## Sayfa alıntısı
^^^^^^^^^^^^^^^^
Latin Amerika’da enformel sektörde istihdam edilenlerin oranı yüzde 58’e yükselmiştir ve yaratılan her işin yüzde 85’i enformel sektördedir. 1950’den bugüne bir karşılaştırma yapıldığında dünya nüfusunun yüzde 80’ini oluşturan 73 ülkenin sadece 9’unda gelir eşitsizliğinin azaldığı belirtilmekte. Dışa açılma fakir ülkelerde fakirler ve orta sınıf gelirleri üzerinde negatif bir etkiye sahiptir. Gelir düzeyi ancak 5000–6000 dolar düzeyine geldiğinde –örneğin Çek, Cumhuriyetinde- dışa açılmanın etkisi alt gelir grupları için pozitif olmaktadır; Fakir ülkelerde ise dışa açılma zenginlerin daha zengin, fakirlerin daha fakir olmasına yol açmakta.

Kentsel yoksulluk ve su ilişkisine gelince. Dünya Bankası ve İMF politikaları ile kamu hizmetlerinin özelleştirilmesi sonucu suya ulaşma hakkı yoksullar için adeta imkânsız hale geldi, öyle ki su faturalarını ödeyemeyenler suyu tuvalet musluklarından temin etmek durumunda kalmış, bunun sonucu tifo ve tifüs nedeniyle birçok insan hayatını kaybetmiştir. Kentsel yoksulluğun yarattığı gecekondular ise lağım sisteminden yoksun bir halde yaşamakta, doğru düzgün su tasfiye sistemi olmadığından bu yoksul gecekonduları her yağmurda su baskınları beklemektedir.
^^^^^^^^^^^^^^^^
## Verilen malzeme
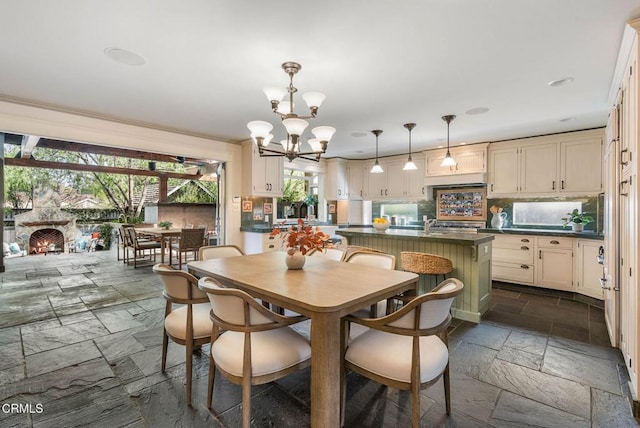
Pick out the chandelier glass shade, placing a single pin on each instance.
^^^^^^^^^^^^^^^^
## Alıştırma
Gelir eşitsizliği ve kentsel yoksulluk üzerine metinde "Kentsel yoksulluk ve" sözcüklerinin geçtiği yerden başlayın ve "su baskınları beklemektedir." sözcüklerinden sonra durarak o bölümü hiçbir değişiklik yapmadan yeniden yazın.

## Çözüm aşağıda
Kentsel yoksulluk ve su ilişkisine gelince. Dünya Bankası ve İMF politikaları ile kamu hizmetlerinin özelleştirilmesi sonucu suya ulaşma hakkı yoksullar için adeta imkânsız hale geldi, öyle ki su faturalarını ödeyemeyenler suyu tuvalet musluklarından temin etmek durumunda kalmış, bunun sonucu tifo ve tifüs nedeniyle birçok insan hayatını kaybetmiştir. Kentsel yoksulluğun yarattığı gecekondular ise lağım sisteminden yoksun bir halde yaşamakta, doğru düzgün su tasfiye sistemi olmadığından bu yoksul gecekonduları her yağmurda su baskınları beklemektedir.